EXERCISE REQUIREMENTS:
Print every record below exactly as written.

DATA SUPPLIED:
※
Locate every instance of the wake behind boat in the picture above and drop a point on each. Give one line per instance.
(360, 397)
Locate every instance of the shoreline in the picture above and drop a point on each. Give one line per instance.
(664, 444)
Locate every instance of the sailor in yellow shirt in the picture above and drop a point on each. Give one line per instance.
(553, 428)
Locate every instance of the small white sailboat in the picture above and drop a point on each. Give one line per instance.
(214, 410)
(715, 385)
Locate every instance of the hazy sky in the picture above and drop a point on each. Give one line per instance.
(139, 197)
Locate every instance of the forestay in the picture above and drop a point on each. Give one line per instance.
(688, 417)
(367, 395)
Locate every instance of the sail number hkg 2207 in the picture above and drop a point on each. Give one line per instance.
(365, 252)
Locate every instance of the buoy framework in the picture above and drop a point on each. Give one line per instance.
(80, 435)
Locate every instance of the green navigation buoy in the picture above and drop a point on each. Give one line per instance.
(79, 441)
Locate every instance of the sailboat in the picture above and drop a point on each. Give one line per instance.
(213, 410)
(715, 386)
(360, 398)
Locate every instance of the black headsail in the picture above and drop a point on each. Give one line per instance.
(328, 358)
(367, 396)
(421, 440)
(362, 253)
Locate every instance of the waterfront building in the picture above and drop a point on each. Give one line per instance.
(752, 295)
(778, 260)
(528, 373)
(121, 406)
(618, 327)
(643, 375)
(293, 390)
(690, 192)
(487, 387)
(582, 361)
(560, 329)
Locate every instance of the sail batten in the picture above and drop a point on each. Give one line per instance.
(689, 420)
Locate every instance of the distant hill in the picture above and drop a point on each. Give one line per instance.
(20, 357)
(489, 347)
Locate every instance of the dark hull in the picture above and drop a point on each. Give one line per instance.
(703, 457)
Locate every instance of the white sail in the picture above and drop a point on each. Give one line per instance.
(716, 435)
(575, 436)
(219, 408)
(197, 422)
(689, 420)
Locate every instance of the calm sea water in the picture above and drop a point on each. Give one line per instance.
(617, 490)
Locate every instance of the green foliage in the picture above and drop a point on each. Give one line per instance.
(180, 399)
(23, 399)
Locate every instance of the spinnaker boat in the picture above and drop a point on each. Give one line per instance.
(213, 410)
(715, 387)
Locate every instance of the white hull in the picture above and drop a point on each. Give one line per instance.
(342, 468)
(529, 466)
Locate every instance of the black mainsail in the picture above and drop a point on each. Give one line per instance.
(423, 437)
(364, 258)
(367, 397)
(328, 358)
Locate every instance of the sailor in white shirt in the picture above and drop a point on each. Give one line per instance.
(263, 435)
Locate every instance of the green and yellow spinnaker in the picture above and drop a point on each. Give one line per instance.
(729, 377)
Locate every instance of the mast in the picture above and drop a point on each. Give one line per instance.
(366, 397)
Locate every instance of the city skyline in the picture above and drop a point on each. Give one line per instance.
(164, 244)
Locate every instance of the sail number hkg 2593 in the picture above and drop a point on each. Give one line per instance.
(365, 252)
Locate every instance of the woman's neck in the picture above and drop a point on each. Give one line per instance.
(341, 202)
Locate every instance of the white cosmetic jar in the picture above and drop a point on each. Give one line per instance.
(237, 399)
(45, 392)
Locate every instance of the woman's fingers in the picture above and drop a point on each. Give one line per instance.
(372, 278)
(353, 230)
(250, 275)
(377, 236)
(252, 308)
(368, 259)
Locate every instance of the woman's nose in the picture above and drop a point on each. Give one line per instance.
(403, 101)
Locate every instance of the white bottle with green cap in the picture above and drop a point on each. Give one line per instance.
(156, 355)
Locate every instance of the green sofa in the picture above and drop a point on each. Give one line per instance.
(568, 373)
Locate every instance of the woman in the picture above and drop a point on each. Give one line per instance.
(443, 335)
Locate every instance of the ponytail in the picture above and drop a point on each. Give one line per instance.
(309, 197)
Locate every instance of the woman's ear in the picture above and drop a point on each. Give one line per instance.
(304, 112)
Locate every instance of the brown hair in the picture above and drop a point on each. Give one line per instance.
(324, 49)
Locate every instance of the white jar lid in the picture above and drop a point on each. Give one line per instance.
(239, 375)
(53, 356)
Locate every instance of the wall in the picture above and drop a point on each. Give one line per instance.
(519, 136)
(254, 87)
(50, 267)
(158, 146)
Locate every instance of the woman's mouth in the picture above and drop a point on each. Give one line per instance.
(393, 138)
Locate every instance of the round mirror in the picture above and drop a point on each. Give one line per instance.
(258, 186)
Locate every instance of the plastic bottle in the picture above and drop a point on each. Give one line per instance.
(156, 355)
※
COMPLETE RESPONSE:
Locate every instance of the wake behind boat in the picture above and drop a point on each. Give one line per instance.
(360, 397)
Locate every instance of the shoreline in the picture above and drop a point on each. Give one line per instance.
(664, 444)
Locate every instance of the sailor in yellow shirt in the picture above and drop a point on each. Give one line per instance.
(553, 428)
Locate every instance of the small white sailboat in the picture above and drop a point on each. Give one line per instance.
(214, 410)
(715, 385)
Locate every instance of the hazy sky in the picture above and drop a point on each. Give one line per instance.
(139, 197)
Locate every instance of the forestay in the picture above and drop a point on each. Give one line per instance.
(688, 417)
(367, 395)
Locate every instance of the sail number hkg 2207 in the picture above and drop a point on each. Give one line per instance.
(365, 252)
Locate every instance of the buoy framework in the picture above and drop a point on each. Give one line per instance.
(80, 435)
Locate every instance of the green navigation buoy in the picture above and drop a point on each. Give one line per instance.
(79, 441)
Locate every instance of the sailboat in the picture above and drop a point on each. Give one line per instance.
(213, 410)
(715, 386)
(360, 398)
Locate every instance of the black headsail in the picture above and drop a point on each. Give one line per instance.
(328, 358)
(367, 396)
(421, 440)
(362, 253)
Locate every instance of the waterfront building in the picture above and drop a point on each. Give one line per instance.
(752, 295)
(778, 260)
(528, 373)
(121, 406)
(618, 327)
(643, 375)
(293, 390)
(690, 192)
(487, 387)
(582, 361)
(560, 329)
Locate every instance of the sail batten in the picture above and drop a point on each. Give one line per instance.
(689, 420)
Locate every instance of the distant hill in the picture above and drop a point on each. Give one line per instance.
(20, 357)
(489, 347)
Locate every instance of the dark hull in the picture above and drop a point on each. Give one line per instance.
(703, 457)
Locate every instance of the white sail in the picture above and drop a point on each. Give one line per instance.
(716, 435)
(575, 436)
(219, 408)
(197, 422)
(689, 420)
Locate every instance of the calm sea water in the picture above and drop a point on each. Give one line per instance.
(617, 490)
Locate every instance of the green foliage in the picture above and drop a point on each. Give one line per instance.
(180, 399)
(23, 399)
Locate every instance of the spinnaker boat in the picture above and drop a point on each. Give one line per instance.
(213, 410)
(715, 387)
Locate every instance of the white hull in the picture above and drop a point on each. Give one line per instance.
(342, 468)
(529, 466)
Locate every instance of the black mainsail in the picture above and drop a point on each. Give one line per instance.
(423, 437)
(364, 258)
(367, 397)
(328, 358)
Locate every instance of the sailor in white shirt in the picture above and drop a point on each. Give one line per instance.
(263, 435)
Locate every instance of the green and yellow spinnaker in the picture above and drop a point on each. Give one line per instance.
(729, 377)
Locate every instance of the mast in the picture above and drop a point on each. Give one line per instance.
(366, 397)
Locate every instance of the city skyline in the picture above and drop a point on each. Give one line per instance.
(164, 244)
Locate every instance of the sail number hkg 2593 in the picture above and drop a point on each. Give one line per instance.
(365, 252)
Locate every instance of the woman's neck in the picture above and drop a point on each. Give one line per instance.
(341, 202)
Locate every instance of the white cosmetic jar in the picture above and drop a point on each. Give one line per instance.
(237, 399)
(45, 392)
Locate every instance of the woman's fingers in the picture above and drop a point on each. Give one line per instance.
(372, 278)
(353, 230)
(250, 275)
(377, 236)
(252, 308)
(368, 259)
Locate every instance of the woman's nose in the picture above and drop a point on each. Give one line per instance.
(403, 101)
Locate every instance of the white bottle with green cap in the picture above and drop a point on each. Give one line per instance.
(156, 355)
Locate every instance of the green sofa in the picture above and drop a point on each. Give one line per instance.
(568, 373)
Locate every instance of the woman in the picture above and drop a point on each. Give one line per instance.
(443, 335)
Locate every instance of the ponytail in the picture above and drop a point on each. Give one line per instance.
(309, 197)
Locate every instance of the woman's ear in the picture above and drop a point on each. Give one line per instance.
(304, 112)
Locate every instance of the brown hair in the picture above and drop a point on each. Give one line per instance.
(324, 49)
Locate every instance of the white jar lid in the picture above and drop a point on each. Give one line per instance.
(239, 375)
(53, 356)
Locate every instance of the wall in the picture above and drop a point on each. Give one line per instance.
(519, 136)
(254, 87)
(50, 267)
(158, 146)
Locate every instance of the woman's mouth in the picture above and drop a point on each. Give one line per instance.
(393, 138)
Locate every instance of the round mirror in the picture above and drop a point on each. Give one line per instance.
(258, 186)
Locate every instance of the plastic bottle in the picture above and drop a point on each. Give one line per instance.
(156, 355)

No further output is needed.